─── EXCERPT ───
The discovery of potential therapeutic agents for life threatening diseases has become an important problem. There is a requirement for fast and accurate methods that can identify drug-like molecules that can be used as potential candidates for novel targets. Existing methods like high-throughput screening and virtual screening are time-consuming and inefficient. Traditional molecule generation pipelines are more efficient than virtual screening, but use time consuming docking softwares. An alternative to this would be to have machine learning based docking functions which should be able to estimate the binding affinity with comparable accuracy and in a fraction of the time. In this study, we propose an active learning based model that can be added as a supplement to enhanced molecule generation architectures. The proposed method uses uncertainty sampling on the molecules created by the generator model and dynamically learns as the generator samples molecules from different regions of the chemical space. The proposed framework is able to generate molecules with high binding affinity with approx. 70% improvement in runtime compared to the baseline model by labelling only aprrox. 30% of molecules compared to the baseline oracle.
This repository contains the code for optimization of the generator model using predictor machine learning models and docking calculations.
Install miniconda and run the following command.
conda env create --file environment.yml
To run the experiments that use AutoDock, AutoDock-GPU will have to be installed from here. Mol2Vec must also be installed. The instructions for installation can be found here. Additionally, install gensim as follows:
pip install gensim==3.8.3
The gpr_pretrained.pkl
for the pipeline can be downloaded here and the gpr_al_inducted.pkl
can be downloaded here.
─── ENTRIES SUPPLIED ───
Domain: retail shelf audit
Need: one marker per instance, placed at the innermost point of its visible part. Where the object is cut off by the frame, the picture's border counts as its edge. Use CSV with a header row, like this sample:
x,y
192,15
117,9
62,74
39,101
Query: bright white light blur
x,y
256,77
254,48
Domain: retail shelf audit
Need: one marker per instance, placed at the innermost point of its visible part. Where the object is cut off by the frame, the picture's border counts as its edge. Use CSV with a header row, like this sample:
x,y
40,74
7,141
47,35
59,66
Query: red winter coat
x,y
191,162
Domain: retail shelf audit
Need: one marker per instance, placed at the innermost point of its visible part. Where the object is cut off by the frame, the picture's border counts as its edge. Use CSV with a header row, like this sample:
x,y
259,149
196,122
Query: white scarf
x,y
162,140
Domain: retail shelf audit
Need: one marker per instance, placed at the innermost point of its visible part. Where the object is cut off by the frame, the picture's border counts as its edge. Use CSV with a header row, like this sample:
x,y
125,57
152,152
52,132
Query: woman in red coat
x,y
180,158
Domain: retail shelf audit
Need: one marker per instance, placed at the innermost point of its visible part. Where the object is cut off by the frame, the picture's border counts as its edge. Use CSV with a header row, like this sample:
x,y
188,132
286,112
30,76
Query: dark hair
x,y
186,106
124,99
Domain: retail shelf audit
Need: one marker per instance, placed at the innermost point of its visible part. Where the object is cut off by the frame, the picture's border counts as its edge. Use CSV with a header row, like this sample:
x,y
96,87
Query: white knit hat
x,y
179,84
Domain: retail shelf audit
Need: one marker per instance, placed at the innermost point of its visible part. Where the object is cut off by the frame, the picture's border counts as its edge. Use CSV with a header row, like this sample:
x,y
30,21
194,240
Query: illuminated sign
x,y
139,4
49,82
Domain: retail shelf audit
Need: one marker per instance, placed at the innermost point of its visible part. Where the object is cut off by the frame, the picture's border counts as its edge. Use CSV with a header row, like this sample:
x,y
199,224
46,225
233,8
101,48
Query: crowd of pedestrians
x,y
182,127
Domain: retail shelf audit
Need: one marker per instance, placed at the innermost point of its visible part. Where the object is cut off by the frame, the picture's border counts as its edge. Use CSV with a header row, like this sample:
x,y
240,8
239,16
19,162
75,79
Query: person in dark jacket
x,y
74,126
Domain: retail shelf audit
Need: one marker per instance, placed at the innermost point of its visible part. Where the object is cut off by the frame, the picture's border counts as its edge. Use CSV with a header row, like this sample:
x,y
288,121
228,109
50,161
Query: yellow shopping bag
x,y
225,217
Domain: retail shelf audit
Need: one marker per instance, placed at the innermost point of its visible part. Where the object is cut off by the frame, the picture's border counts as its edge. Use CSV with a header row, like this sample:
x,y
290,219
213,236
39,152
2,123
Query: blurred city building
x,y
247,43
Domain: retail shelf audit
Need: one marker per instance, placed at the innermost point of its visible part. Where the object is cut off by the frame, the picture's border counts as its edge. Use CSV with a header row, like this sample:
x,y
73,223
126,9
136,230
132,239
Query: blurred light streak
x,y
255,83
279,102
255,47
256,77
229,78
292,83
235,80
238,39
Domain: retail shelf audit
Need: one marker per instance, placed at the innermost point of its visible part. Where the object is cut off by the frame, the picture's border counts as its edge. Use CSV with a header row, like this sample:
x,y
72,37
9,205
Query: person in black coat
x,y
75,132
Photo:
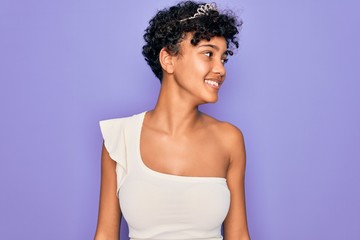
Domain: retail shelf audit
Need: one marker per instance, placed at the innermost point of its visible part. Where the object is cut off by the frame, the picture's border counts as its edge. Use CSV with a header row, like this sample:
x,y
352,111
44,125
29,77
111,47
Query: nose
x,y
219,68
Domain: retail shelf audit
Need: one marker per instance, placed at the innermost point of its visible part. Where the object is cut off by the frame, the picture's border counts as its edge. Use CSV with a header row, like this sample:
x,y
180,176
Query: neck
x,y
174,113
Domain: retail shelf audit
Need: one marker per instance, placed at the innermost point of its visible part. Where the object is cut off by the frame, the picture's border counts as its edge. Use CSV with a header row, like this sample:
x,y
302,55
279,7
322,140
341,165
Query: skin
x,y
197,144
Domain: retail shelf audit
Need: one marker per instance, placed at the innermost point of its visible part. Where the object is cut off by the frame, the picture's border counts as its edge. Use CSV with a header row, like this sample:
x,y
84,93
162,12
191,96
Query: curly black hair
x,y
170,25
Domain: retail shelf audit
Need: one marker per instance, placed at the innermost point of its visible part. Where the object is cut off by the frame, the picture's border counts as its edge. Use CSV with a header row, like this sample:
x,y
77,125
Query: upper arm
x,y
109,210
235,224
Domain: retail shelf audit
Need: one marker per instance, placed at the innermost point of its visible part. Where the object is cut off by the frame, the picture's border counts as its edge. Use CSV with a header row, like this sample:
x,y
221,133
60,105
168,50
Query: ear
x,y
166,61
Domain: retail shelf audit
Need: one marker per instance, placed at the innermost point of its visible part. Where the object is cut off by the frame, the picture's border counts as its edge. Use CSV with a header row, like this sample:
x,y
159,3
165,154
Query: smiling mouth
x,y
212,83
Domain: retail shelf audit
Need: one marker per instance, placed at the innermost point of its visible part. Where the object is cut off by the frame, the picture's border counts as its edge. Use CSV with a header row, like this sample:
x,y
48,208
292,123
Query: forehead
x,y
218,42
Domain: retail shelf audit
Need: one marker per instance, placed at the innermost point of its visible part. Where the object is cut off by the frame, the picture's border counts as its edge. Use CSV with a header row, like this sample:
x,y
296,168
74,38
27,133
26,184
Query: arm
x,y
235,224
108,226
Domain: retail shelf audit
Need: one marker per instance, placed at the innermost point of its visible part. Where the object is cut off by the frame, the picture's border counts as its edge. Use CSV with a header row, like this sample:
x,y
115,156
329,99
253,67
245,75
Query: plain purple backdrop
x,y
293,88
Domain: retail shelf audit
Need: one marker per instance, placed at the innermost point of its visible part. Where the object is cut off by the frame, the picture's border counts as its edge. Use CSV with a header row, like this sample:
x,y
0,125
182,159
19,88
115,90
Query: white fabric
x,y
160,206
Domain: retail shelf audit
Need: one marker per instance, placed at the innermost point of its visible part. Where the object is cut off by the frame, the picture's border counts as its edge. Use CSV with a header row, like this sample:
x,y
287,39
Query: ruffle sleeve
x,y
113,132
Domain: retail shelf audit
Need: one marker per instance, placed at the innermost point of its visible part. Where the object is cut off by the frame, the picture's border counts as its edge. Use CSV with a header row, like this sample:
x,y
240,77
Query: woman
x,y
177,172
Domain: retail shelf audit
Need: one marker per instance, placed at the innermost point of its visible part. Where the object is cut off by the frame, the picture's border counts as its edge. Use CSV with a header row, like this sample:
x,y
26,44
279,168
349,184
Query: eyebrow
x,y
214,47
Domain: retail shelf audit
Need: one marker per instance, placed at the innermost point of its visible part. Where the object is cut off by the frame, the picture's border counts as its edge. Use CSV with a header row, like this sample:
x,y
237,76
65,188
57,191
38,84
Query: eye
x,y
208,54
225,60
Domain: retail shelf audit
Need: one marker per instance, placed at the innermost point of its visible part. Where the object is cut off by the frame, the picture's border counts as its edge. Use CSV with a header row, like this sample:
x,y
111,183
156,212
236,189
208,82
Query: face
x,y
199,70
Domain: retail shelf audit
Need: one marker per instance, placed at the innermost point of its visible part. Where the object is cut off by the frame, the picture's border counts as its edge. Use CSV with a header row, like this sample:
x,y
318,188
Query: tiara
x,y
202,10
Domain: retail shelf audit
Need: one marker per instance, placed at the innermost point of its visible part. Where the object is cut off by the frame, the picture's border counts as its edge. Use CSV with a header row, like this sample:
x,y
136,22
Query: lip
x,y
219,83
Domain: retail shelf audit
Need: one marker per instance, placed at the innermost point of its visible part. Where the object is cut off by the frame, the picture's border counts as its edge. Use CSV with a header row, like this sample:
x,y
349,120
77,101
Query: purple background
x,y
293,88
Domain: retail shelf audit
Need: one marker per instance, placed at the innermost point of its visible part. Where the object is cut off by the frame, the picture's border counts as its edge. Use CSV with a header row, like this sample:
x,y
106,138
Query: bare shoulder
x,y
229,133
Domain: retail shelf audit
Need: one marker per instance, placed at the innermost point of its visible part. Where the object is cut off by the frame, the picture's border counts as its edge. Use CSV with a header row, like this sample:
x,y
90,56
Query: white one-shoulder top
x,y
159,206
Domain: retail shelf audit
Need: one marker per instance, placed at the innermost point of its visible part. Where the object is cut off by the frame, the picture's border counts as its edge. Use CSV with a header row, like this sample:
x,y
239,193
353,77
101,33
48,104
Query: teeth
x,y
212,83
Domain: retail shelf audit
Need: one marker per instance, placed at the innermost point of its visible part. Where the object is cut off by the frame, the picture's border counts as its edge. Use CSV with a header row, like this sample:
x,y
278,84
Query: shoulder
x,y
225,130
230,138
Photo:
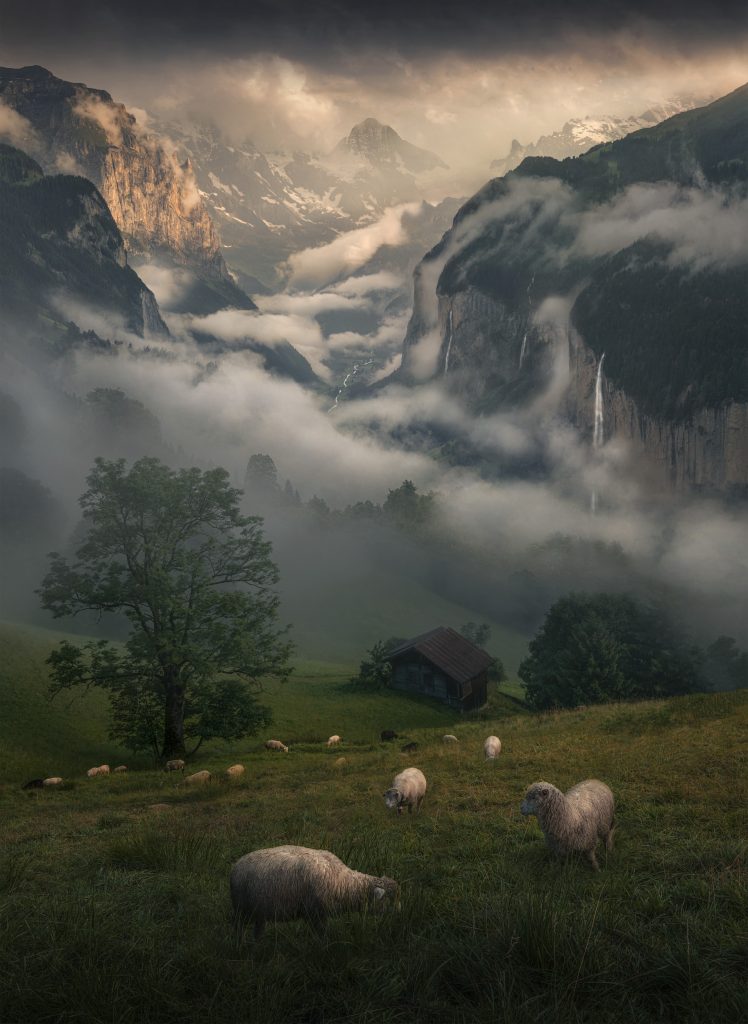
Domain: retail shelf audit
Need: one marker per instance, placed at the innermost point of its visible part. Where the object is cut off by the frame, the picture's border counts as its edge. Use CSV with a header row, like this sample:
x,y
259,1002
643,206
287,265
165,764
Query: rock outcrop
x,y
152,194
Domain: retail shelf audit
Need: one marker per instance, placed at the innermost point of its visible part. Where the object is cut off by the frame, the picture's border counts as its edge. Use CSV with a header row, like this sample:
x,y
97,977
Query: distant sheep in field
x,y
276,744
573,821
491,748
408,788
286,883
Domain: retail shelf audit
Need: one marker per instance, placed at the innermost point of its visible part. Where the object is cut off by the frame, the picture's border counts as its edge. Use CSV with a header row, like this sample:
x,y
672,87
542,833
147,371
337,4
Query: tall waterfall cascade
x,y
449,344
598,429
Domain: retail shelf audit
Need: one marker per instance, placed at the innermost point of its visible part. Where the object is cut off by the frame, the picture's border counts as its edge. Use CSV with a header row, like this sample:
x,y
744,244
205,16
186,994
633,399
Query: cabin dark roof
x,y
446,648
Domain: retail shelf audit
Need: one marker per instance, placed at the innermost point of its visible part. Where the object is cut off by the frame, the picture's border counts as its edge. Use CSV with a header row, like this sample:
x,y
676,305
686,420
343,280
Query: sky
x,y
461,80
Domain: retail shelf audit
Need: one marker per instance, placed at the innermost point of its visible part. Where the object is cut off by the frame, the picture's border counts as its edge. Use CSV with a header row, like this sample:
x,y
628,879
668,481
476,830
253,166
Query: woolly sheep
x,y
286,883
276,744
491,748
573,821
408,787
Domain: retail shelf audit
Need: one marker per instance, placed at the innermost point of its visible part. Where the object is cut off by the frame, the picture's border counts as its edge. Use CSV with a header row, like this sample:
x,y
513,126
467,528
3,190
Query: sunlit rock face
x,y
152,193
559,262
60,247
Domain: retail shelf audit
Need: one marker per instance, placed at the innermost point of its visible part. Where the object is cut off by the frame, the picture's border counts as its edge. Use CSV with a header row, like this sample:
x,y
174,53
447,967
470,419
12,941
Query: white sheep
x,y
286,883
276,744
409,787
491,748
573,821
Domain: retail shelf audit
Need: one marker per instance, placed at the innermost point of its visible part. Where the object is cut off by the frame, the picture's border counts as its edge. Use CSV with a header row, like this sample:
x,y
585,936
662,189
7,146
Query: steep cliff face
x,y
705,452
153,196
61,247
634,250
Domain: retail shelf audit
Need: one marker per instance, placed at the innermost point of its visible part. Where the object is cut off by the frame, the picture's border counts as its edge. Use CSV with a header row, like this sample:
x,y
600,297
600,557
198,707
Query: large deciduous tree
x,y
598,647
170,551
───
TO DO
Reproduce the passage of the molecule generation text between "conda env create" and "be downloaded here.", inclusive. The listing is not required for this work.

TASK RESPONSE
conda env create --file environment.yml
To run the experiments that use AutoDock, AutoDock-GPU will have to be installed from here. Mol2Vec must also be installed. The instructions for installation can be found here. Additionally, install gensim as follows:
pip install gensim==3.8.3
The gpr_pretrained.pkl
for the pipeline can be downloaded here and the gpr_al_inducted.pkl
can be downloaded here.